Your answer must hold only the lines below from the line containing "positive clicks: (187, 271)" through the line containing "positive clicks: (625, 191) (750, 218)", each reproduced exactly.

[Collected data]
++++++
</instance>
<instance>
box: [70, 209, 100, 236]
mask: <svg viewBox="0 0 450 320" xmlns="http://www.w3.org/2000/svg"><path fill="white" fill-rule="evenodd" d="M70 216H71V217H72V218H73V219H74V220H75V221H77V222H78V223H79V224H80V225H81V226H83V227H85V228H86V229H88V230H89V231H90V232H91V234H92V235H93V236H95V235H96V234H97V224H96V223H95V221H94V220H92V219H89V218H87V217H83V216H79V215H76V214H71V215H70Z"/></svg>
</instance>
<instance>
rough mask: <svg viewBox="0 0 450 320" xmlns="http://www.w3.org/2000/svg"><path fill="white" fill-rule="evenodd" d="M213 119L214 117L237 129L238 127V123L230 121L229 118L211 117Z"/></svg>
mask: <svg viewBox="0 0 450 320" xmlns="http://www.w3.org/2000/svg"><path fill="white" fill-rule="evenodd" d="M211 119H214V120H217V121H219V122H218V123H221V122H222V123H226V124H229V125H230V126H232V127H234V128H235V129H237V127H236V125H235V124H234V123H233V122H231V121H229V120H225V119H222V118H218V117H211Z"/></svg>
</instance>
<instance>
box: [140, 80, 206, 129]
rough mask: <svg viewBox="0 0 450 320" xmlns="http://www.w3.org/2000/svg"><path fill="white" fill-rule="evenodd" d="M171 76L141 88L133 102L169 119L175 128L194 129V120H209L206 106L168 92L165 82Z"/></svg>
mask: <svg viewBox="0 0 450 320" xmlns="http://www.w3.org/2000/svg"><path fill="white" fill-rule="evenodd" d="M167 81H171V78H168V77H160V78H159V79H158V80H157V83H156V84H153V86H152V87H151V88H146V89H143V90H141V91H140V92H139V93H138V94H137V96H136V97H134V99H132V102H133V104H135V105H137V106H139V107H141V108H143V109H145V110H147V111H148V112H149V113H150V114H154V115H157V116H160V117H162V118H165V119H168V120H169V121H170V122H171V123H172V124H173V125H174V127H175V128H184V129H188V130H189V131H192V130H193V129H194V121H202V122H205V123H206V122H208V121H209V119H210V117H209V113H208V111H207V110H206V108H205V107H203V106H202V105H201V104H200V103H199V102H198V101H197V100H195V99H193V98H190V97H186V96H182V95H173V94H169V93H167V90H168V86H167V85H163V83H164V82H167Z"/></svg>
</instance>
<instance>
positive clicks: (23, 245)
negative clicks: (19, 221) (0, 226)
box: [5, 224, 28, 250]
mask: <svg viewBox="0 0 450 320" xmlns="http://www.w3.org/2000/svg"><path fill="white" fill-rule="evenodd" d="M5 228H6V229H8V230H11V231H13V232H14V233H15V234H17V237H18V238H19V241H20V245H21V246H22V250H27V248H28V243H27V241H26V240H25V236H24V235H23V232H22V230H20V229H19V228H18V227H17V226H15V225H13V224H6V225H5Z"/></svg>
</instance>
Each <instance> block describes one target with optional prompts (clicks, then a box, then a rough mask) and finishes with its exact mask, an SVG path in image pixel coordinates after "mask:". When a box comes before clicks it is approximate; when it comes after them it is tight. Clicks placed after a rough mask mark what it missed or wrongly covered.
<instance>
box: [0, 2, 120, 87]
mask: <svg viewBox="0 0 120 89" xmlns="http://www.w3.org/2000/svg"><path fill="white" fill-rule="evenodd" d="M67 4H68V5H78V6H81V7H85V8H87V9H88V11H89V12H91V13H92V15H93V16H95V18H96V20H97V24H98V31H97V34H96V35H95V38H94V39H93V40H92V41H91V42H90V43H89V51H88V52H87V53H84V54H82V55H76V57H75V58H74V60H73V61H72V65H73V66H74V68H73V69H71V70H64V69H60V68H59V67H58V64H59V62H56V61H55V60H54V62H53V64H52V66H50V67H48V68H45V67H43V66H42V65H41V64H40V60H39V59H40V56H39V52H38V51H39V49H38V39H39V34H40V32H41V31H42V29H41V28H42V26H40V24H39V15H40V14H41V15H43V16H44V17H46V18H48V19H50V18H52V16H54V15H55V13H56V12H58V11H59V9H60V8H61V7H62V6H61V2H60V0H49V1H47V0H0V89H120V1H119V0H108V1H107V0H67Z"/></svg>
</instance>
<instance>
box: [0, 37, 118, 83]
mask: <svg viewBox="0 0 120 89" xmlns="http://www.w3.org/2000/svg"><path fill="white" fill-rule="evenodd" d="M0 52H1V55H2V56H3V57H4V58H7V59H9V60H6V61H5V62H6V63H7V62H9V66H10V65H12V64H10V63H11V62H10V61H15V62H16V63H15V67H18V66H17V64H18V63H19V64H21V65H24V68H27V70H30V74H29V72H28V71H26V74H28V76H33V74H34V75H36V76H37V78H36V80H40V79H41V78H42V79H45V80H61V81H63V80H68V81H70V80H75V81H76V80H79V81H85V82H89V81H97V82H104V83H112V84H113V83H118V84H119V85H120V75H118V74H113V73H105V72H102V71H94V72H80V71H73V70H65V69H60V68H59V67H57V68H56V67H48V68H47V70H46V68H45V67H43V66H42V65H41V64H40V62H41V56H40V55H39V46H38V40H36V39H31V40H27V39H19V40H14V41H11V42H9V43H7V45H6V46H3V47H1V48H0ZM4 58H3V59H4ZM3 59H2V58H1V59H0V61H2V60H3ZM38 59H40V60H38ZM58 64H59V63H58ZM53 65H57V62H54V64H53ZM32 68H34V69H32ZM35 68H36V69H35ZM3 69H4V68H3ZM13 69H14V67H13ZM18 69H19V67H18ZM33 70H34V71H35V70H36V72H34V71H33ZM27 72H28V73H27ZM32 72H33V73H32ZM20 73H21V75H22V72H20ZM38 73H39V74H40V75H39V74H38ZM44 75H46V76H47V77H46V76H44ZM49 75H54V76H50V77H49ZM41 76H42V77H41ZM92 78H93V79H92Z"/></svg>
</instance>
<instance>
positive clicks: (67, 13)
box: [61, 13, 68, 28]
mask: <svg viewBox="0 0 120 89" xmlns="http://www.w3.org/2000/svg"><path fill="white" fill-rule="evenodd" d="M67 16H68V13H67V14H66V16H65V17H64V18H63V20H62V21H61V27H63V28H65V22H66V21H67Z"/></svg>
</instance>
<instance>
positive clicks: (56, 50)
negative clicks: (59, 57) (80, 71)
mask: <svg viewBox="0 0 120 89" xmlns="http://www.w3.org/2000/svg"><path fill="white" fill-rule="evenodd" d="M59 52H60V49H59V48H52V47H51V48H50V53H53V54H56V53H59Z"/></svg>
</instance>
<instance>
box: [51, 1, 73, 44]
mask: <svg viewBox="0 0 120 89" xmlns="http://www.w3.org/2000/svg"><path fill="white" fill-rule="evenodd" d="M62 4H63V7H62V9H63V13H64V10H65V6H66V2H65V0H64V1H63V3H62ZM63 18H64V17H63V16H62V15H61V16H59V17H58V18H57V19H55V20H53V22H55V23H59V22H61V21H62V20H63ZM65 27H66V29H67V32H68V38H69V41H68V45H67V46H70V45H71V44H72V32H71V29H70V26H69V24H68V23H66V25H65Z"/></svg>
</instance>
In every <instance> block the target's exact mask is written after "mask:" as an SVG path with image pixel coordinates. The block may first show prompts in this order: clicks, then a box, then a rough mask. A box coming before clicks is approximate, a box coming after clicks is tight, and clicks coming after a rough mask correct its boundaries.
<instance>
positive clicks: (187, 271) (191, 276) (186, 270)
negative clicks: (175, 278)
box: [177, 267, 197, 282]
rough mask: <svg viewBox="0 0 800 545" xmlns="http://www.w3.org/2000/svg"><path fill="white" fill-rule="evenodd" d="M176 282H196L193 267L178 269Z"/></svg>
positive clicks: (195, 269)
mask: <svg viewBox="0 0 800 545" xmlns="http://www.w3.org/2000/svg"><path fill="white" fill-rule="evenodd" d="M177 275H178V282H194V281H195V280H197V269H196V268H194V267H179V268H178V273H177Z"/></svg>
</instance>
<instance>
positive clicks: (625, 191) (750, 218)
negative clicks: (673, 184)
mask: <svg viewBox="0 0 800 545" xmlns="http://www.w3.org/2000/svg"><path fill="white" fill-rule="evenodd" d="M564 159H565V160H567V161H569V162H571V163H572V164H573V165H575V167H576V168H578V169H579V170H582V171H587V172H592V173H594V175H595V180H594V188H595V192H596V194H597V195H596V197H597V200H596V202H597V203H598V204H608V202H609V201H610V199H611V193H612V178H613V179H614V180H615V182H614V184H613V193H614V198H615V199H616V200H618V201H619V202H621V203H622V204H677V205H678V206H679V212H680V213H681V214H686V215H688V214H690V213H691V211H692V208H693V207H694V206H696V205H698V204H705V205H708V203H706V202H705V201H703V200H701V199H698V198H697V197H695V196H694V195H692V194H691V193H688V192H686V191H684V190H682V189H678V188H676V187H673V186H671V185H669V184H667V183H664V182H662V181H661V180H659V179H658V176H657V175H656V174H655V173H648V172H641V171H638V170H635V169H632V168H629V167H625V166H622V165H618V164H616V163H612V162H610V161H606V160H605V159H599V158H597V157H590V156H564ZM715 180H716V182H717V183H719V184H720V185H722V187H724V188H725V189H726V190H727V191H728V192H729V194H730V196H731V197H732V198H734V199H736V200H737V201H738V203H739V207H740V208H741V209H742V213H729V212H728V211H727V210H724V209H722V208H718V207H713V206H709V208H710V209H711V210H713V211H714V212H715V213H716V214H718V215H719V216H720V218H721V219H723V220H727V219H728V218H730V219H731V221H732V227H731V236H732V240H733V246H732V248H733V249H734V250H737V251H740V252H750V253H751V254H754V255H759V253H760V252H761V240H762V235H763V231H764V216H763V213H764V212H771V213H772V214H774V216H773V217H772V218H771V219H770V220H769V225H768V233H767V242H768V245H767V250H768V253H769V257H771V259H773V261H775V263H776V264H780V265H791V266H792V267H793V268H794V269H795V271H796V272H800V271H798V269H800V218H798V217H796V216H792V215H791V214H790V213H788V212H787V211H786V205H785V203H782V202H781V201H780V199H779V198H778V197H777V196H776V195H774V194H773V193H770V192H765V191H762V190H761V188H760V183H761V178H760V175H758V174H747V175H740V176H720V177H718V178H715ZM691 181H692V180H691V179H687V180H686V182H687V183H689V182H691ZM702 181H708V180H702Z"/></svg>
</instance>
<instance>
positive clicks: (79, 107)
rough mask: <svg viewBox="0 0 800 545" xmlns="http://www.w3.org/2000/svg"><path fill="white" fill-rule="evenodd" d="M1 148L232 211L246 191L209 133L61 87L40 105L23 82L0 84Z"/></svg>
++++++
**Result of this exercise:**
positive clicks: (187, 271) (191, 276) (186, 270)
negative clicks: (175, 278)
box: [177, 267, 197, 282]
rough mask: <svg viewBox="0 0 800 545" xmlns="http://www.w3.org/2000/svg"><path fill="white" fill-rule="evenodd" d="M176 282H196L193 267L178 269Z"/></svg>
positive clicks: (195, 269)
mask: <svg viewBox="0 0 800 545" xmlns="http://www.w3.org/2000/svg"><path fill="white" fill-rule="evenodd" d="M177 275H178V282H194V281H195V280H197V269H196V268H194V267H179V268H178V273H177Z"/></svg>
</instance>
<instance>
positive clicks: (625, 191) (750, 218)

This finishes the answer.